[[ Document text, beginning ]]

Beyond Basic Training

How EMT-Basics can assist in 12-lead EKG acquisition and transmission


Featured in EMS Innovations 2012: Cutting-Edge Advances Impacting Prehospital Care

Although 12-lead EKGs have been part of EMS standards of care for a number of years, there is now an expanding role for EMT-Basics in using this important assessment and diagnostic ability.

In BLS systems, acquiring and transmitting 12-leads from the field to more highly trained clinicians in hospitals can substantially improve the timeliness of identification and intervention in patients suffering a particular form of heart attack, specifically ST segment-elevation myocardial infarction (STEMI).

The 12-lead can mean the difference between BLS services transporting adult non-traumatic chest pain patients undifferentiated, or blinded, in their ability to discover STEMI on scene vs. being able to selectively discover STEMI within minutes of the first electrode being applied to the patient. An important point to make is that the goal for BLS should be oriented to data acquisition, in this case getting a 12-lead EKG tracing, as opposed to the more advanced task of interpreting the data.

The extensive training required for consistently accurate 12-lead EKG interpretation does not allow inclusion in the EMT-Basic curriculum and training program. Still, studies have shown that EMT-Basics can quickly and reliably learn the correct technique to acquire a 12-lead EKG and transmit it via a number of mechanisms to an experienced clinician, typically a physician, for analysis. Based upon the 12-lead EKG interpretation, real-time consultation can be given to treating EMT-Basics as to the presence of STEMI and, if present and time-appropriate, transport to a facility capable of emergent percutaneous coronary intervention (PCI). Inclusion of this capability in a BLS system’s standard of care can directly avoid time-consuming interfacility transports, reduce complications from STEMI such as congestive heart failure from weakened myocardial muscle, and even reduce sudden cardiac arrest from myocardial ischemia.

[[ Document text, end ]]

Set of tasks:
1) Translate this sentence from the article on EMT-Basics and 12-lead EKGs into Spanish: "The extensive training required for consistently accurate 12-lead EKG interpretation does not allow inclusion in the EMT-Basic curriculum and training program."
2) According to the article on EMT-Basics and 12-lead EKGs, what can including this capability in a BLS system's standard of care do? List every effect it names.
3) Rewrite the stretch from "Although 12-lead EKGs" through "myocardial infarction (STEMI)." in the article on EMT-Basics and 12-lead EKGs, changing "EMT-Basics" to "basic-level EMTs".

[[ Information provided, beginning ]]

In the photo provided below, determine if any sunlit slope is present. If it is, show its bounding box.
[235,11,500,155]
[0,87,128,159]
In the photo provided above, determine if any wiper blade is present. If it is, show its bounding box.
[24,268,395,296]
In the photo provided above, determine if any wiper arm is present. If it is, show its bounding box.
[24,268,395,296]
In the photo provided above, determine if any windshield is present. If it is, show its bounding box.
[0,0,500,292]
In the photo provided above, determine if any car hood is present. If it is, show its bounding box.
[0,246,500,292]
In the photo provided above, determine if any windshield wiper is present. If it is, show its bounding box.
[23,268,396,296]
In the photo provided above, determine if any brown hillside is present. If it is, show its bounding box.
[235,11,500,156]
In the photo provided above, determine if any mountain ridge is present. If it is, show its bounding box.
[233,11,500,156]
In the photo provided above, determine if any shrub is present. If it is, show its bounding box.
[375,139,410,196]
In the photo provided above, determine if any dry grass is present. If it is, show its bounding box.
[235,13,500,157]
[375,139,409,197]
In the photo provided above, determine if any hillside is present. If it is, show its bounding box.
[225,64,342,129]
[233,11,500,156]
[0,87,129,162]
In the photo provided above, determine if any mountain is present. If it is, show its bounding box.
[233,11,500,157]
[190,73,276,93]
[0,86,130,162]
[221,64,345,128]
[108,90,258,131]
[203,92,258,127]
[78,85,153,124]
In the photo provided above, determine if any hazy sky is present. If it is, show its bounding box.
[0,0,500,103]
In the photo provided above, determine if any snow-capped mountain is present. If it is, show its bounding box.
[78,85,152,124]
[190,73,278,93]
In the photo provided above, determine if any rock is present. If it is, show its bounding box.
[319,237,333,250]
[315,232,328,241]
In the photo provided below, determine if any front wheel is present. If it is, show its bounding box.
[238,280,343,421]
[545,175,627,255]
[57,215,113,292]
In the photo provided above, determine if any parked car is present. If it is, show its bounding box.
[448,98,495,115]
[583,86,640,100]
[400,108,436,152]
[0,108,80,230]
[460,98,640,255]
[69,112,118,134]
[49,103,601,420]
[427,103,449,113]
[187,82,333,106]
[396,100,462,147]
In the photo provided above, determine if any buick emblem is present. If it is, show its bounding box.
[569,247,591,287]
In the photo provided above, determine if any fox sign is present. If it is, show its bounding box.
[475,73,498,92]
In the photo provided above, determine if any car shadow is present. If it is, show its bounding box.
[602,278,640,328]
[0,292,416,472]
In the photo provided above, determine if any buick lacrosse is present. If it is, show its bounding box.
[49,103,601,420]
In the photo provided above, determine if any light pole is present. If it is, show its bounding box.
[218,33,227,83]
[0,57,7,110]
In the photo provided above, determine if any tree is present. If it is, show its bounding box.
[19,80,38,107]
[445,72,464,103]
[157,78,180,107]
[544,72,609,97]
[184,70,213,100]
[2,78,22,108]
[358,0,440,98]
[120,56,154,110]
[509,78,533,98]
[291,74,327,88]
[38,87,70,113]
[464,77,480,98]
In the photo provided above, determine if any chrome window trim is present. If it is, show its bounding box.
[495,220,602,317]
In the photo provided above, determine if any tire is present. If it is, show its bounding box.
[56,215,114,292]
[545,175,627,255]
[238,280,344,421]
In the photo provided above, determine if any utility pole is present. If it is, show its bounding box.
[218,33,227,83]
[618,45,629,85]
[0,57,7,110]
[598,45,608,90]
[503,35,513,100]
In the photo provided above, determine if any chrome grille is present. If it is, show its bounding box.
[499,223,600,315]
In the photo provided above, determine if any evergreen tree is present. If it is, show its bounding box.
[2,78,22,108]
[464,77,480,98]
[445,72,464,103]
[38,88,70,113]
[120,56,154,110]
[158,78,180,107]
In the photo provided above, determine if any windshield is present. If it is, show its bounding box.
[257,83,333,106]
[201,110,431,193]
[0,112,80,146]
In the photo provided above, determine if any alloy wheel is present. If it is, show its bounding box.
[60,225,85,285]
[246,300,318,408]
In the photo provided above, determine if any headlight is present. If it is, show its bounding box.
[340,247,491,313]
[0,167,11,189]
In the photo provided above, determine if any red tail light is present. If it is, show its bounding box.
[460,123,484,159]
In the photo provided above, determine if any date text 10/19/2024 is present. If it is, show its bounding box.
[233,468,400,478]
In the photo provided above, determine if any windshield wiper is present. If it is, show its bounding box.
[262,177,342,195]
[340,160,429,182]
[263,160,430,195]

[[ Information provided, end ]]

Answers for this exercise:
1) La amplia formación que se requiere para interpretar de forma consistentemente precisa un EKG de 12 derivaciones no permite incluirla en el plan de estudios ni en el programa de formación de EMT-Basic.

2)
- Directly avoid time-consuming interfacility transports
- Reduce complications from STEMI, such as congestive heart failure from weakened myocardial muscle
- Reduce sudden cardiac arrest from myocardial ischemia

3)
Although 12-lead EKGs have been part of EMS standards of care for a number of years, there is now an expanding role for basic-level EMTs in using this important assessment and diagnostic ability.

In BLS systems, acquiring and transmitting 12-leads from the field to more highly trained clinicians in hospitals can substantially improve the timeliness of identification and intervention in patients suffering a particular form of heart attack, specifically ST segment-elevation myocardial infarction (STEMI).